- _What this exercise asks_
A. Rewrite the part of the passage on conserved non-coding DNA starting with "Although the conservation" and going on through "similar selective pressure.", putting "negative selection" wherever "purifying selection" appears.
B. Continue the passage on conserved non-coding DNA from its last sentence.

[Provided text — start]

Shorter persistence time might explain the previously puzzling observations of highly conserved CNC within each phylum, and of a lack of conservation between phyla. It suggests that CNC divergence might be a key factor in vertebrate evolution. Further evolutionary studies will help to relate individual CNC to specific developmental processes.
Large-scale conservation of non-coding genomic regions has been discovered by Dermitzakis et al, after alignment of the human chromosome 21 to homologous regions of the mouse genome. This work reported that protein-coding genes were more conserved overall than non-genic regions, thus giving a large-scale confirmation that evolutionary conservation is a hallmark of biological function. At the same time, it showed that numerous short non-coding DNA fragments were extremely highly conserved between human and mouse, but absent from the Drosophilids genome . Subsequent work established that some of these sequences are highly conserved across all vertebrate species, whereas other are conserved only between pairs of species . Regions of > 200 bp of perfect identity between human, mouse and rat have been called ultraconserved elements (UCE) . Conserved non coding regions (CNC) are also referred to by others as conserved non-genic (CNG) regions, conserved non-coding elements (CNE)  or highly conserved elements (HCE) .
Although the conservation of these sequences pointed to an important biological role, their function remained elusive. A general confirmation of the functional relevance of CNC genomic sequences was given by Drake et al  who showed that the conservation is not due to lower regional mutation rate, but is best explained by purifying selection. In this study, a subset of conserved sequences shows SNP allele frequency shifts with magnitudes comparable to those for coding mis-sense variants, which suggests that they are likely to be under similar selective pressure.
In a recent work, Siepel et al  analyzed genomic conservation in multiple alignments from four different phyla: vertebrate, arthropods, nematodes, and fungi. They concluded that part of non coding bases are conserved in all genomes studied, but the fraction of conserved bases lying outside of exons of protein-coding genes is increasing with the complexity of the investigated lineage. Moreover, this study provided interesting clues about the function of non-coding sequences. In vertebrates, CNC regions are over-represented within 3'UTRs of regulatory genes, and show a strong enrichment in RNA secondary structure candidates. Non-coding RNAs are thus likely to contribute to the pool of CNC sequences . However, non-coding RNAs of known function, as well as UTRs of protein coding genes, have diverse, and often moderate, degrees of human-mouse conservation . These functional elements are thus more likely to contribute to the moderately conserved fraction of eukaryotic genomes than to the highly conserved fraction. Detailed studies on some of the highly conserved sequences demonstrated that some of them play important regulatory roles [8, 3]; and recent large-scale study showed that a significant proportion of vertebrate highly conserved CNC have a tissue-specific enhancer function .

[Provided text — finish]
[Provided information — start]

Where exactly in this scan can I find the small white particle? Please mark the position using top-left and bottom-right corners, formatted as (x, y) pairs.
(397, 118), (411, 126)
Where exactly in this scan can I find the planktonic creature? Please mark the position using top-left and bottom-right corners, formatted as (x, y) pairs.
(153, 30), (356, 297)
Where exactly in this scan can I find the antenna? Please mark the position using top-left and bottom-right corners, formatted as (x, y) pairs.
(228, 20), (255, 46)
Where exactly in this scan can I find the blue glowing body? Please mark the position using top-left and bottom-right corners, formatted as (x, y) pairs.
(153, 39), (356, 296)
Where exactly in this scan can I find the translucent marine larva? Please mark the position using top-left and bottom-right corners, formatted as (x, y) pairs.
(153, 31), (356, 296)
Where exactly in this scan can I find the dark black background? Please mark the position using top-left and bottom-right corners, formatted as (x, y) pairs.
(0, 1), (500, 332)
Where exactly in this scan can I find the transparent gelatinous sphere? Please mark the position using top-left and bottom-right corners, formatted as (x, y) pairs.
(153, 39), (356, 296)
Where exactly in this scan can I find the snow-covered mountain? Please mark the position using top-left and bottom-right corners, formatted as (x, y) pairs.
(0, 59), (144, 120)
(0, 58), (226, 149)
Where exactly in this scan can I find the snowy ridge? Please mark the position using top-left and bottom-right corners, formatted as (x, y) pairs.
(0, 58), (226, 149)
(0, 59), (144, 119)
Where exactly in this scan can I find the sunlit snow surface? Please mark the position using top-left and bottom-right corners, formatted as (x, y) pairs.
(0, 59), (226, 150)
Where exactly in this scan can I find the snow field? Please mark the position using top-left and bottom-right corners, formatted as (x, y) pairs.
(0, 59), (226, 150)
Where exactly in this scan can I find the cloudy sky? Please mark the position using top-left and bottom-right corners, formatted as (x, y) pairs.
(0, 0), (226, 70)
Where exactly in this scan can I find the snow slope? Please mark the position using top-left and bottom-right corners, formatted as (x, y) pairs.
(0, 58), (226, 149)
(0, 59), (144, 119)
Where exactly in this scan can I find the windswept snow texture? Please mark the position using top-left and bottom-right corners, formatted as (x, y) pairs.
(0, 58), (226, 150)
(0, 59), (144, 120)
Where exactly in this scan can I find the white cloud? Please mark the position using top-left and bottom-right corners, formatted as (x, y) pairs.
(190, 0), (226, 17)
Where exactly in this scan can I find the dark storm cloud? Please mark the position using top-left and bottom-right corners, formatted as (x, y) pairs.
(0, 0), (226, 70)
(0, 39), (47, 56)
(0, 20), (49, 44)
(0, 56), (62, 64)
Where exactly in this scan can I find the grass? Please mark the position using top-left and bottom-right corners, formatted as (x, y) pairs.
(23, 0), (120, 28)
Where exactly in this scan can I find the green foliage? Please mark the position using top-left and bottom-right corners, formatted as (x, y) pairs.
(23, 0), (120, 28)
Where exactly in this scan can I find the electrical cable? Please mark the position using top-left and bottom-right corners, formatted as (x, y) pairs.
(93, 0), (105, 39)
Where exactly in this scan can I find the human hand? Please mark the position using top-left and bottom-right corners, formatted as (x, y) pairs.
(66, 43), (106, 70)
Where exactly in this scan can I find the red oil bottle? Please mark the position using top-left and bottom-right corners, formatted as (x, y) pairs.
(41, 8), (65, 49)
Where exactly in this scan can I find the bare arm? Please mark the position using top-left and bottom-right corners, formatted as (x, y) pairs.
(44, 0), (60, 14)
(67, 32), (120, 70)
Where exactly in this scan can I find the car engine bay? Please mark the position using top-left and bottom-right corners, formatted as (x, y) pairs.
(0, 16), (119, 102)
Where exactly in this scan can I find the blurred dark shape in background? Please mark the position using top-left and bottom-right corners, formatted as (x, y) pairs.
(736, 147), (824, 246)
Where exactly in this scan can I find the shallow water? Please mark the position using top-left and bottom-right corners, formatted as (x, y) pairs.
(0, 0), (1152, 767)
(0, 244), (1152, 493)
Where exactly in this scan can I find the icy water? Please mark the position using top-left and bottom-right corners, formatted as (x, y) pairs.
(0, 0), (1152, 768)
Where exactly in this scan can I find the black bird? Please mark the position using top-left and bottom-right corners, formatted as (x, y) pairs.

[Provided information — finish]

- _Answers provided_
A.
Although the conservation of these sequences pointed to an important biological role, their function remained elusive. A general confirmation of the functional relevance of CNC genomic sequences was given by Drake et al  who showed that the conservation is not due to lower regional mutation rate, but is best explained by negative selection. In this study, a subset of conserved sequences shows SNP allele frequency shifts with magnitudes comparable to those for coding mis-sense variants, which suggests that they are likely to be under similar selective pressure.

B.
Here we present a comprehensive exploratory analysis of conserved sequence regions based on genome alignments. Our analyses are motivated by two main questions: (i) why are vertebrate CNC not conserved in insects, in contrast to coding regions, and (ii) does the evolution of non-coding DNA explain the apparently higher complexity of vertebrates (which is not due to an increased gene content, since the protein coding genes content of metazoan genomes is surprisingly similar). To address these questions we designed a measure to quantify the conserved genetic information between pairs of vertebrate and insect genomes, and proved that the proportion of non-coding bases in the conserved fraction is similar between these phyla.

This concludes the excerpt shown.